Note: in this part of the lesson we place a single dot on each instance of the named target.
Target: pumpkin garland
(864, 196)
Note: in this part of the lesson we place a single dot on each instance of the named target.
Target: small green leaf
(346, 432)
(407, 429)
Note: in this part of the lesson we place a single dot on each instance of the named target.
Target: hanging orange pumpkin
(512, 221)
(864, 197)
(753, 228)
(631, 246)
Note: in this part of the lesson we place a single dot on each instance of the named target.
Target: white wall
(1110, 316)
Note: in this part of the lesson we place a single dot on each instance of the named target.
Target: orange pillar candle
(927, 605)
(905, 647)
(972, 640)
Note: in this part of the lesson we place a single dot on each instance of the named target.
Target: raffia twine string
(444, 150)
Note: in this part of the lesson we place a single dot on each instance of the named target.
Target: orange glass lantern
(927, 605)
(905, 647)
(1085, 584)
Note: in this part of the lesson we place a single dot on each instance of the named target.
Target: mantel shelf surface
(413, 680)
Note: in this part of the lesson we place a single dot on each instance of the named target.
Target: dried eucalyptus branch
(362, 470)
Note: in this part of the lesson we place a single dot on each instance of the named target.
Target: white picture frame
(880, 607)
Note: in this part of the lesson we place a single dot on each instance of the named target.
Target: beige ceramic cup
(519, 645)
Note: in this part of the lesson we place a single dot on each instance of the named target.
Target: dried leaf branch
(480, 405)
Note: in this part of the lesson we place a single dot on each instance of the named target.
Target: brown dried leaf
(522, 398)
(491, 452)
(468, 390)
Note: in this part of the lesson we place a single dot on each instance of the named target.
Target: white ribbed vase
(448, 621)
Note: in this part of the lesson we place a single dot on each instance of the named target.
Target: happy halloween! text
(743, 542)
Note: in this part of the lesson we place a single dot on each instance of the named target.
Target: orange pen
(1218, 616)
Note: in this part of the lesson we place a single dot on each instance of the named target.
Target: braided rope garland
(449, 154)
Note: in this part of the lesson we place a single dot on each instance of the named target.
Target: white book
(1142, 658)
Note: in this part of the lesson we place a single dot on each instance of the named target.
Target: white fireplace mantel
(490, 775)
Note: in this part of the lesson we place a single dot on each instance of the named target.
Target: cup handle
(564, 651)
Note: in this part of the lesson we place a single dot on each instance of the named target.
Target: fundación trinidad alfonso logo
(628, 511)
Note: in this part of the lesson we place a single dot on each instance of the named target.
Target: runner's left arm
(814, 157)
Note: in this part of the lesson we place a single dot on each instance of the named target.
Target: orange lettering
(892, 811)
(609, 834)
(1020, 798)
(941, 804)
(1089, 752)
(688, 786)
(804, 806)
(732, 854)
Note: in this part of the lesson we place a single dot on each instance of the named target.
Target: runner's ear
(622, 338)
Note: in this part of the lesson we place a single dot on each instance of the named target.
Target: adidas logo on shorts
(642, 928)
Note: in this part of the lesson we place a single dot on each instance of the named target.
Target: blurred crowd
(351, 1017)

-*-*-

REQUIRED WORK »
Send back each record exactly as it stands.

FINISHED TASK »
Note: in this part of the lesson we place a single dot on each instance of the named target.
Target: pumpkin garland
(864, 196)
Note: in this part of the lesson we place a single dot on each instance of the named target.
Target: small green leaf
(346, 432)
(407, 429)
Note: in this part of the lesson we place a single dot on each instance of the named target.
Target: hanging orange pumpkin
(512, 221)
(864, 197)
(753, 228)
(631, 246)
Note: in this part of the lesson we place a single dot on each instance of the named target.
Target: white wall
(1110, 316)
Note: in this part of the lesson we place a single dot on each instance of the named target.
Target: orange pillar candle
(927, 605)
(905, 647)
(972, 640)
Note: in this part of the lesson we place a single dot on each instance of the named target.
Target: raffia twine string
(444, 150)
Note: in this part of the lesson we place a single dot on each instance of the named target.
Target: orange glass lantern
(927, 605)
(905, 647)
(1085, 584)
Note: in this part of the lesson we place a single dot on each instance of the named target.
Target: mantel shelf surface
(413, 680)
Note: in this part of the lesson we place a single dot on each instance of the named target.
Target: dried eucalyptus branch
(362, 470)
Note: in this part of the lesson we place a single dot on each instance of the named target.
Target: white picture frame
(880, 607)
Note: in this part of the lesson we place a single dot on each instance of the named target.
Target: beige ceramic cup
(519, 645)
Note: in this part of the lesson we place a single dot on each instance of the named target.
Target: dried leaf branch
(480, 405)
Note: in this part of the lesson we place a single dot on each instance of the named target.
Target: brown dried leaf
(522, 398)
(491, 452)
(468, 390)
Note: in this part of the lesson we place a single dot on each instance of the named target.
Target: white ribbed vase
(448, 621)
Note: in this part of the lesson we place a single dot on each instance of the named target.
Target: happy halloween! text
(743, 542)
Note: in this part of the lesson we place a single dot on each instance of the named target.
Target: orange pen
(1218, 616)
Note: in this part of the lesson we place a single dot on each instance of the named target.
Target: braided rope garland
(449, 154)
Note: in this part of the lesson we place a single dot on each instance of the named target.
Target: white book
(1142, 658)
Note: in this part of the lesson we place a single dot on each instance of the named target.
Target: white fireplace mantel
(490, 775)
Note: in this part of the lesson we place a single dot on each instance of the named target.
Target: cup handle
(564, 651)
Note: in this part of the lesson we place a single dot on each instance of the named target.
Target: fundación trinidad alfonso logo
(628, 511)
Note: in this part of the lesson we place a single dot on each instance of the named target.
Target: runner's left arm
(814, 157)
Note: in this part of the lesson we place a single dot on each instance of the named target.
Target: orange lettering
(892, 811)
(609, 834)
(1020, 798)
(941, 804)
(1089, 752)
(688, 786)
(804, 806)
(732, 854)
Note: in this part of the lesson we place a single dot on each instance of the named target.
Target: runner's ear
(622, 338)
Note: in this part of the lesson we place a single dot on each instance of the named target.
Target: adidas logo on shorts
(642, 928)
Note: in this part of the lesson we place a single dot on each instance of the named target.
Target: blurred crowd
(351, 1017)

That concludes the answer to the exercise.